** begin THE DATA **

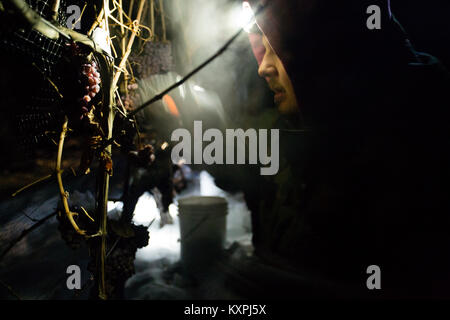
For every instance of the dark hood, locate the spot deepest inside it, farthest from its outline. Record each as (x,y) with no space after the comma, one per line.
(341,70)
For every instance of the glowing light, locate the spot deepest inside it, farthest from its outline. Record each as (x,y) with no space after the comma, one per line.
(247,17)
(198,88)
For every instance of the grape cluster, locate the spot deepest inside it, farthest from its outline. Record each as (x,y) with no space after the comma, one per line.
(90,78)
(156,59)
(68,233)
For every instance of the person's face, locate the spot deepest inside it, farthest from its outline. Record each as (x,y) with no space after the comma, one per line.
(272,69)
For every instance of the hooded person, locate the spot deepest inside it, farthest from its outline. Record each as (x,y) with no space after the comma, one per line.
(363,135)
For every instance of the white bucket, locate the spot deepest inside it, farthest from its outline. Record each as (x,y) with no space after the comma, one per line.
(202,231)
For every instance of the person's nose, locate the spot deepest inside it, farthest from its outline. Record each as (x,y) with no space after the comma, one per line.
(267,67)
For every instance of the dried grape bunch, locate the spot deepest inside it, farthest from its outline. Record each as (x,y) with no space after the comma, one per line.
(90,78)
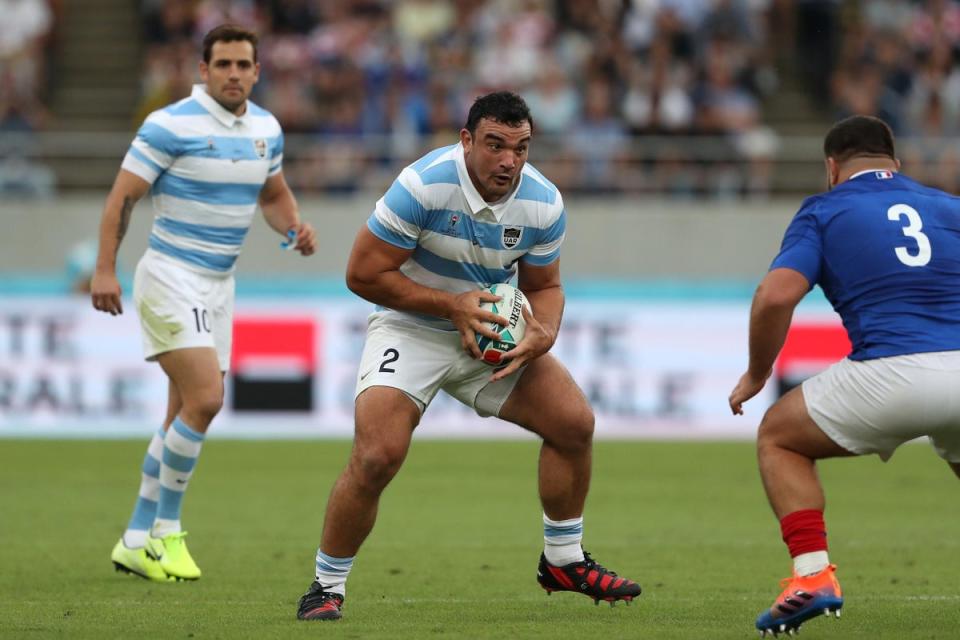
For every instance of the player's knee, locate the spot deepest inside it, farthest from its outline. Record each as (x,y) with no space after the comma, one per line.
(205,405)
(374,467)
(768,435)
(577,428)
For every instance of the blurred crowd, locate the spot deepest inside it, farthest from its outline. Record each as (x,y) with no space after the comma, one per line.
(628,96)
(901,61)
(26,37)
(369,81)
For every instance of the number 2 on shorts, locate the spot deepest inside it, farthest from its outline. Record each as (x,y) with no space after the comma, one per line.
(390,355)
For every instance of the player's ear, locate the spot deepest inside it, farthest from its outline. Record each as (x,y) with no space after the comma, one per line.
(833,171)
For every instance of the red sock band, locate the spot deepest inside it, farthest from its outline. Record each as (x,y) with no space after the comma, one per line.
(804,531)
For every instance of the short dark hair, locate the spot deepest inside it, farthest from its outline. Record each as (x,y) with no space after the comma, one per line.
(859,136)
(228,33)
(505,107)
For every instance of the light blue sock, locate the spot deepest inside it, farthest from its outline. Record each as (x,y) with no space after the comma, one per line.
(181,448)
(145,509)
(561,540)
(332,572)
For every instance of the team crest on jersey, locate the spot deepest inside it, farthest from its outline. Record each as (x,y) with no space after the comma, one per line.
(511,236)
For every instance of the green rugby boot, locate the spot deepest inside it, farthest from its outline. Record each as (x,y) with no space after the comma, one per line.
(174,556)
(141,562)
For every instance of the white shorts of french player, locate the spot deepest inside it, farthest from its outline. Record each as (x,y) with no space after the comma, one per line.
(874,406)
(421,361)
(180,308)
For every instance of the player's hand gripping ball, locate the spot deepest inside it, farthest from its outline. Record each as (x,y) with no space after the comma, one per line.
(511,302)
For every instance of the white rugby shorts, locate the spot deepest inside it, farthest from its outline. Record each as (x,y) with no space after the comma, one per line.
(420,361)
(180,308)
(874,406)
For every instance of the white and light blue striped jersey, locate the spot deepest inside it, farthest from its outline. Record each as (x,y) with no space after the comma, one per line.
(206,167)
(459,241)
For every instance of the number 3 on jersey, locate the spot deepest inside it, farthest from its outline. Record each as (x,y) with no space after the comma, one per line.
(911,230)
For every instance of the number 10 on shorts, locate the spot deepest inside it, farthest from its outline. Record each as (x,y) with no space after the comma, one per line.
(201,319)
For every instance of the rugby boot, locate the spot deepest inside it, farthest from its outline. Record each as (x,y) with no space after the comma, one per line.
(803,598)
(174,556)
(587,577)
(317,604)
(141,562)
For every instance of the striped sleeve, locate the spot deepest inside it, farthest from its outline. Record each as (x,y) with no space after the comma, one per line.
(399,216)
(276,155)
(152,151)
(547,247)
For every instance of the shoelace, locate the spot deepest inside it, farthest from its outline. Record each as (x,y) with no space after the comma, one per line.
(593,564)
(317,597)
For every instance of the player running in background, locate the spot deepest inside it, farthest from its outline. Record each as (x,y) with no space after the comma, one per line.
(457,220)
(886,252)
(208,161)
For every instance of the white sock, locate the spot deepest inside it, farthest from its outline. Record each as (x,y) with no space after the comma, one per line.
(561,540)
(807,564)
(181,448)
(332,572)
(145,510)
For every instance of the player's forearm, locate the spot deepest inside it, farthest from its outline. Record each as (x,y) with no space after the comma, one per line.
(548,306)
(281,211)
(769,323)
(396,291)
(113,227)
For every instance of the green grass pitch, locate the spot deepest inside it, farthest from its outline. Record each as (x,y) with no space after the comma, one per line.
(455,550)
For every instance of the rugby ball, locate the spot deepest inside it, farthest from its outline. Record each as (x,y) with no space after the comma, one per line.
(509,306)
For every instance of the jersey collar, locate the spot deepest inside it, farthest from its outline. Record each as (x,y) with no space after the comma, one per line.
(225,118)
(860,173)
(474,200)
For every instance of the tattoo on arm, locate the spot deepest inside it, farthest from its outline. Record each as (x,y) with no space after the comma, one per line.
(125,211)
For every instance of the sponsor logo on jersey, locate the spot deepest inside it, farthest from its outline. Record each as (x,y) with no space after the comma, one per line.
(511,236)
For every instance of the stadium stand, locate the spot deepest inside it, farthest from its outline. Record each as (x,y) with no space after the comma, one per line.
(726,98)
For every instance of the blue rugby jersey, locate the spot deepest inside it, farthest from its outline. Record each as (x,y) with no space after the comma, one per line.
(886,252)
(459,241)
(206,167)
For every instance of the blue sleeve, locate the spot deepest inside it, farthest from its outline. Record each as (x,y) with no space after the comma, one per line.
(802,247)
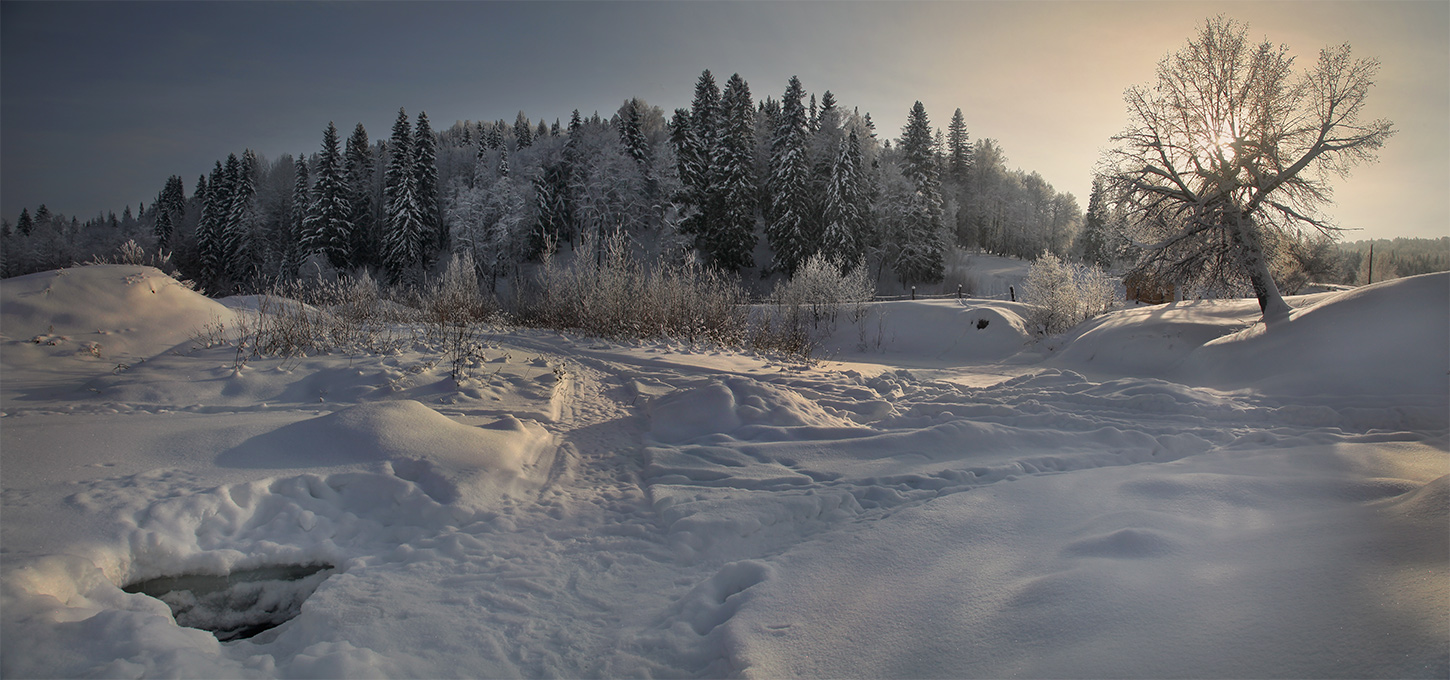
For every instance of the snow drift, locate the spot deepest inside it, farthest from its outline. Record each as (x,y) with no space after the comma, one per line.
(1169,492)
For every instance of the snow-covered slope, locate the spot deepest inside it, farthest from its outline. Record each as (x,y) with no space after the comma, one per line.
(1169,492)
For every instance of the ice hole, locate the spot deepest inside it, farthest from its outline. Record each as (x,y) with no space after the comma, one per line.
(238,605)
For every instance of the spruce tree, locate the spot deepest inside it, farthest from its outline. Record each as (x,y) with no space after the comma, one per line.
(789,228)
(959,150)
(922,250)
(846,206)
(405,235)
(329,226)
(731,241)
(293,248)
(238,247)
(631,137)
(209,228)
(1094,239)
(522,135)
(358,180)
(425,174)
(170,209)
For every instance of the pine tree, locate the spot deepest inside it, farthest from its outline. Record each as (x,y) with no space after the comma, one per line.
(556,213)
(631,137)
(405,235)
(238,247)
(789,228)
(358,180)
(846,206)
(695,137)
(209,228)
(731,241)
(830,121)
(959,150)
(922,250)
(425,174)
(522,135)
(328,228)
(1094,238)
(292,245)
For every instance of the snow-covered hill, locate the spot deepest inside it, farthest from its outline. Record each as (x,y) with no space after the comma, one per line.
(1166,492)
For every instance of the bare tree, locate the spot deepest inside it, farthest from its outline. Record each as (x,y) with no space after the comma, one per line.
(1231,151)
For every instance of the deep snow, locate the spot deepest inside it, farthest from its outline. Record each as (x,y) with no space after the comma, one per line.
(1165,492)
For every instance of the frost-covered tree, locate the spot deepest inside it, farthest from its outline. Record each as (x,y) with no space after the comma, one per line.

** end THE DATA **

**AIM OF THE EXERCISE:** Reproduce all of the data above verbatim, leaving out the pictures.

**ANSWER BELOW:**
For every instance of the dark hood, locate the spot deepest inside it, farthest from its outline. Record each as (x,y) with no space after the comma, one per line.
(341,70)
For every instance of the glowing light, locate the spot deepest inside it, farthest from its outline. Record each as (x,y) with no space after the comma, one per line.
(247,17)
(198,88)
For every instance of the grape cluster, locate the spot deepest inside it, farthest from its outline. Record each as (x,y) with no space after the comma, one per line.
(90,78)
(156,59)
(68,233)
For every instance of the person's face, locate the spot deepest inside it, farthest from its outline. Record each as (x,y) with no space after the comma, one per line.
(272,69)
For every instance of the hooded person, locate the spot deepest inside it, farthest from its outline. Record each as (x,y) with no space after the comma, one per line.
(363,135)
For every instance of the white bucket, locate the spot deepest inside it, farthest from its outline. Record each as (x,y) with no space after the comma, one per line.
(202,231)
For every instance of the person's nose, locate the spot deepest inside it, farthest from its outline. Record each as (x,y) with no space after the comma, one per line.
(267,67)
For every instance of the dried grape bunch, locate the spot deepest inside it, farthest from its outline. Record each as (x,y) with no space after the comma, one per line.
(90,78)
For every instance of the player's knee, locate the spot deepest inside it, farthest from its outline. Record each as (x,y) with no space after the comma, one per line.
(205,405)
(374,467)
(768,435)
(577,428)
For every instance of the blurred crowd, locate the spot deepest inside it, farthest from its outline. Record each as (x,y) with no space after the comma, one per line.
(628,96)
(901,61)
(26,37)
(369,81)
For every instance of the number 2 on shorts, locate the spot deepest inside it, farthest from its outline. Record each as (x,y) with no space after the comma, one per line.
(390,355)
For every instance of the player's ear, locate the spot deepest inside it, farthest from its outline. Record each as (x,y) with no space after the comma, one per line.
(833,171)
For every instance of the red sock band, locate the spot deepest inside it, farthest from its outline. Record each as (x,y) with no space after the comma, one per line.
(804,531)
For every instance of the short dark hair, locate the spot deepest inside it, farthest from its outline. Record each as (x,y) with no space after the comma, one per line.
(859,136)
(228,33)
(505,107)
For every instance of the light blue sock, locate the spot deepest inside it, farthest from its outline. Record each as (x,y) with no space after the comma, one per line.
(181,448)
(145,509)
(561,540)
(332,572)
For every instance of the team crest on jersey, locate the spot deepest inside it, farthest from its outline. Record each as (x,y) with no space after the comma, one per line.
(511,236)
For every instance of the green rugby boot, locate the spot deepest inside it, farthest from its outline. Record each as (x,y) with no space after the comma, one per line.
(174,556)
(141,562)
For every instance of the white shorts of french player, locate the spot deepest inside it, farthest from its outline. Record each as (x,y) with no space after the comma, one per line.
(874,406)
(421,361)
(180,308)
For every instance of the player's hand gripping ball, locate the spot deepest inside it, farthest from its outline. Record each as (x,y) with no space after the comma, one per line.
(511,302)
For every instance of the white rugby shorts, locate the spot deepest inside it, farthest from its outline. Record each as (x,y) with no space after the comma, one per line.
(420,361)
(180,308)
(874,406)
For every instance of the white and light blue striped jersey, locate the spot deepest inside it, farthest from its outline. Record each as (x,y) with no space after the comma, one per line.
(206,167)
(459,241)
For every instance of the number 3 on jersey, locate the spot deepest inside it, farthest from its outline. Record each as (x,y) with no space after the comma, one per line.
(911,230)
For every instance of the number 10 on shorts, locate the spot deepest inside it, farthest from its outline. Record each as (x,y) with no space after the comma, one per line.
(201,319)
For every instance of the rugby boot, locate the spot deepest inside it, farthest from its outline. Record each as (x,y) with no space after the comma, one per line.
(803,598)
(174,556)
(587,577)
(317,604)
(141,562)
For every instance of the striped sleeve, locate the spot deepest inside it, farthest from its outline. Record each as (x,y) with no space after the comma, one per line.
(399,216)
(276,155)
(152,151)
(547,247)
For every instance of the shoelace, locate the spot deepest inside it, farthest from its outline. Record each as (x,y) with no space after the comma, one per line.
(593,564)
(317,597)
For every instance of the player running in background, locate the spot deepest inside it, farthest from its outline. Record each as (x,y) with no space after the comma, one per line.
(457,220)
(886,252)
(208,161)
For every instance of the white sock, locate the spot deepest inside it, farthest from its outline. Record each as (x,y) with no space after the comma, one per line.
(561,540)
(807,564)
(181,448)
(332,572)
(145,510)
For every instance of the player's forearm, locate the spot deepest inside it, farthest from its outline. Record each as (x,y) with no space after the comma, one per line.
(548,306)
(281,211)
(769,323)
(396,291)
(113,227)
For every instance of the green grass pitch, locate the spot deepest inside it, farthest from its outline. Record each as (x,y) with no space after the comma, one per line.
(455,550)
For every instance of the rugby ball, locate the spot deepest inside it, farthest from its outline. Record each as (x,y) with no space after the comma, one per line.
(509,306)
For every instance of the jersey collar, locate the spot deepest inside it, farthest from its outline. Record each as (x,y) with no space after the comma, one per line.
(225,118)
(860,173)
(474,200)
For every instance of the tattoo on arm, locate the spot deepest inside it, farthest from its outline. Record each as (x,y) with no space after the comma, one per line.
(125,211)
For every instance of the sponsor logo on jersey, locate the spot deepest inside it, farthest from its outline. Record each as (x,y) with no space after the comma, one per line.
(511,236)
For every instance of the stadium stand, locate the spot deepest inside it, farthest from its outline. Record each as (x,y) with no space after the comma, one per line.
(726,98)
For every instance of the blue rugby jersey, locate the spot deepest inside it, farthest from its outline. Record each as (x,y) with no space after the comma, one per line.
(886,252)
(459,241)
(206,167)
For every instance of the blue sleeve, locate the spot deepest inside it, farthest from its outline. Record each as (x,y) with no space after the comma, one per line.
(802,247)
For every instance of the snow drift, locate the spot deepest inside it, farthest from its outline. Record each as (x,y) with no space after the comma, one per line.
(1169,492)
For every instance of the snow-covered slope, locate the spot deepest inside it, farthest from its outline. Record each as (x,y) with no space after the comma, one per line.
(1169,492)
For every instance of the ice hole, locate the spot deepest inside it, farthest from its outline. Record each as (x,y) with no space after the comma, one per line.
(238,605)
For every instance of the spruce tree, locate the spot deepest inside it, farthest from its outline. Record each as (x,y) with no space after the comma, one per line.
(789,228)
(959,150)
(922,250)
(846,206)
(405,235)
(329,226)
(731,241)
(293,248)
(238,247)
(631,137)
(209,228)
(1094,239)
(522,135)
(358,180)
(425,174)
(170,209)
For every instance of the pine tree, locate the spot deepest inside it, farthest from its outline. Record each as (x,y) with no space after the comma, one per line.
(556,213)
(631,137)
(405,235)
(238,247)
(789,228)
(358,180)
(846,206)
(695,137)
(209,228)
(731,241)
(830,121)
(959,150)
(922,250)
(425,174)
(522,135)
(328,228)
(1094,238)
(292,245)
For every instance of the snow-covered hill, locate the spot deepest inside it, farthest from its outline. Record each as (x,y) with no space after the comma, one per line.
(1166,492)
For every instance of the bare tree, locate the spot deepest inside it, farthest from its outline. Record each as (x,y) with no space after the comma, one per line.
(1231,151)
For every instance of the deep snow, locate the spot deepest inside it, farthest from its outline. Record each as (x,y) with no space after the comma, one per line.
(1165,492)
For every instance of the frost-covered tree, locate the spot deepest inside it, farthest from its outline. Record each as (x,y) with no space after the comma, one per line.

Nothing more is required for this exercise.